**Task input**.
»»

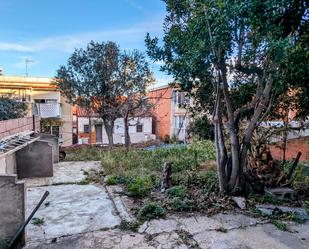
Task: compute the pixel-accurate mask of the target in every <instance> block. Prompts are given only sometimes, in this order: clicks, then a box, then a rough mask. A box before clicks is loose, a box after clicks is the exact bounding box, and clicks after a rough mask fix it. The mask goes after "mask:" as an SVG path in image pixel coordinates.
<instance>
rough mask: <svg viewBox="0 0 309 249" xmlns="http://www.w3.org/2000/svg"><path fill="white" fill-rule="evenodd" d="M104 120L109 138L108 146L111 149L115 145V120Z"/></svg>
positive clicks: (108, 139) (112, 147) (108, 140)
mask: <svg viewBox="0 0 309 249" xmlns="http://www.w3.org/2000/svg"><path fill="white" fill-rule="evenodd" d="M103 122H104V126H105V130H106V134H107V138H108V147H109V149H112V148H113V147H114V139H113V130H114V121H107V120H104V119H103Z"/></svg>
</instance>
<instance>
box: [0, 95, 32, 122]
mask: <svg viewBox="0 0 309 249" xmlns="http://www.w3.org/2000/svg"><path fill="white" fill-rule="evenodd" d="M27 109H28V106H27V104H26V103H24V102H19V101H16V100H15V99H10V98H2V97H0V121H1V120H8V119H14V118H22V117H24V116H25V115H26V112H27Z"/></svg>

««

How many lines above contain the string "rule"? Reply with the number alone.

**Final answer**. 3